## START

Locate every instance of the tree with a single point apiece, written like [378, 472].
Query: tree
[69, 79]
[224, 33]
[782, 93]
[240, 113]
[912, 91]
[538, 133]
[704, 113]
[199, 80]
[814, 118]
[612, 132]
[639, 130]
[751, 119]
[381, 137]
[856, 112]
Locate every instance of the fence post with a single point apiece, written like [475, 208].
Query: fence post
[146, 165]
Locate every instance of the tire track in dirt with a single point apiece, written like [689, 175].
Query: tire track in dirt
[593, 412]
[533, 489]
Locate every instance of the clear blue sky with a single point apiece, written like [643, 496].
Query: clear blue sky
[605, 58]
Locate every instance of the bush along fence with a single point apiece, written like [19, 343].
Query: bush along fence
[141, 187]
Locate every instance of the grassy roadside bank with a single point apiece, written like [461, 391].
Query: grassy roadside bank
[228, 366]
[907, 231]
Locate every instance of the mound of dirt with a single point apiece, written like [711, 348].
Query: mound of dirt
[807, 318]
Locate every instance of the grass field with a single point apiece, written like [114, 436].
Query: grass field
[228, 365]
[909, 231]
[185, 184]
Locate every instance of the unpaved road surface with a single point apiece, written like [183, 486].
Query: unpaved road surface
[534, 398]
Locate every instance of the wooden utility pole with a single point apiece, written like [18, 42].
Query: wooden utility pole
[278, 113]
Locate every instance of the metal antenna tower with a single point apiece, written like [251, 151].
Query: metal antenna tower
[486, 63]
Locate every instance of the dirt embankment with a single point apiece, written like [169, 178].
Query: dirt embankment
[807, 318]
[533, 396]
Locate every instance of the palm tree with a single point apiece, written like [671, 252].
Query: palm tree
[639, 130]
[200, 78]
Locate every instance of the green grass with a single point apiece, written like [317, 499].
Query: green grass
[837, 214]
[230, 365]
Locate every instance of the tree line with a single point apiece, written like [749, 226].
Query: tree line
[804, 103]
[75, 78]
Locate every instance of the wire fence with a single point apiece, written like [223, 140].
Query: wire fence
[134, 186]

## END

#### What the exercise asks
Print the records above in full, exactly.

#### Task result
Locate every instance of the tree with a single point apiece, written like [378, 472].
Query: tree
[69, 79]
[224, 33]
[782, 93]
[240, 113]
[912, 91]
[538, 133]
[704, 113]
[199, 80]
[814, 118]
[612, 132]
[639, 130]
[751, 119]
[381, 137]
[856, 112]
Locate every instance of the fence post with a single point apiece, written like [475, 208].
Query: fence post
[146, 165]
Locate every instance of the tire track in dirt with a single point apiece, written like [689, 175].
Query: tire track in dirt
[593, 412]
[533, 489]
Locate every instance of the clear blue sky with a single point apiece, written like [643, 496].
Query: clear blue sky
[605, 58]
Locate every instance of the bush along fence with a single point apiece, written like [19, 343].
Query: bush along fence
[141, 187]
Locate every instance of the grassy roadside bank with a single point apiece, written like [461, 391].
Query: grassy roadside bank
[228, 366]
[907, 231]
Locate every instance of the mound of dirt with a single point apiece, written like [711, 348].
Query: mound of dirt
[807, 318]
Locate every instance of the grass field with a single point apiece, written like [114, 436].
Query: grass field
[228, 365]
[909, 231]
[185, 184]
Locate every instance of the unpaved road surface with a single point apiece, written like [183, 486].
Query: unpaved road surface
[534, 398]
Locate every instance of the wooden utility pole with a single point apiece, written like [18, 42].
Query: wooden utility pole
[278, 113]
Locate every instance of the metal antenna tower with a single point apiece, written like [251, 151].
Query: metal antenna tower
[486, 63]
Locate every instance of the dirt embankment with a single point apiece, written like [169, 178].
Query: dirt embankment
[807, 318]
[533, 396]
Locate every instance of the palm tree with a single point apiece, written like [671, 252].
Query: palm tree
[639, 130]
[200, 78]
Locate every instance of the green grass with a single point apiece, written like [317, 499].
Query: green grass
[837, 214]
[230, 365]
Locate every instance of the tree line with a single point apiece, written like [749, 226].
Query: tree line
[804, 103]
[75, 78]
Locate every instance of the wire fence with a single point apiece, written like [223, 140].
Query: wire fence
[134, 186]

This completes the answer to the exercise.